── READING TEXT ──
Photonics Crystal To Showcase NanoAR Display At CES 2018

Photonics Crystal Corporation, a relatively unknown company based out of China, has somehow managed to engineer a new transparent display called NanoAR aimed at bringing futuristic AR applications to reality. Although the company's statement hasn't been scientifically verified or confirmed, Photonics Crystal says that shouldn't even be possible since it violates known laws of physics. Bearing that in mind, the company first announced its display back in December alongside YouTube videos showing off its achievement. What's more, the company plans to give a live demonstration of NanoAR in action at the upcoming CES 2018 event in Las Vegas - which is scheduled to take place between January 7 and January 12.
───
── GIVEN RECORDS ──
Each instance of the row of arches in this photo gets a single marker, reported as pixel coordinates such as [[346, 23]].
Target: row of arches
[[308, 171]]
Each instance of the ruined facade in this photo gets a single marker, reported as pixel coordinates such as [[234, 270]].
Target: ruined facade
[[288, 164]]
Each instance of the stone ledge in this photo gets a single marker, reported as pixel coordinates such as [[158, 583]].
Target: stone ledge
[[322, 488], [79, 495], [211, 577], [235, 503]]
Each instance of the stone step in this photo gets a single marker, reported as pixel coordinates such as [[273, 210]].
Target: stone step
───
── GIVEN RECORDS ──
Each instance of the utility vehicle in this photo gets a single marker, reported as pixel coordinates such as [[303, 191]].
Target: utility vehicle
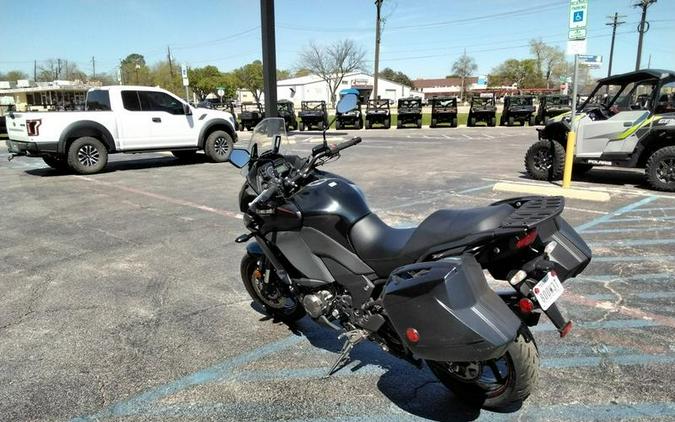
───
- [WRITTEN INSTRUCTION A]: Reproduce word for word the passage of the NanoAR article from "Photonics Crystal To" to "and January 12.".
- [WRITTEN INSTRUCTION B]: In one to three sentences, state what the NanoAR article says the new transparent display is aimed at.

- [FINAL ANSWER A]:
Photonics Crystal To Showcase NanoAR Display At CES 2018

Photonics Crystal Corporation, a relatively unknown company based out of China, has somehow managed to engineer a new transparent display called NanoAR aimed at bringing futuristic AR applications to reality. Although the company's statement hasn't been scientifically verified or confirmed, Photonics Crystal says that shouldn't even be possible since it violates known laws of physics. Bearing that in mind, the company first announced its display back in December alongside YouTube videos showing off its achievement. What's more, the company plans to give a live demonstration of NanoAR in action at the upcoming CES 2018 event in Las Vegas - which is scheduled to take place between January 7 and January 12.

- [FINAL ANSWER B]: Photonics Crystal Corporation engineered NanoAR, a new transparent display, with the aim of bringing futuristic AR applications to reality.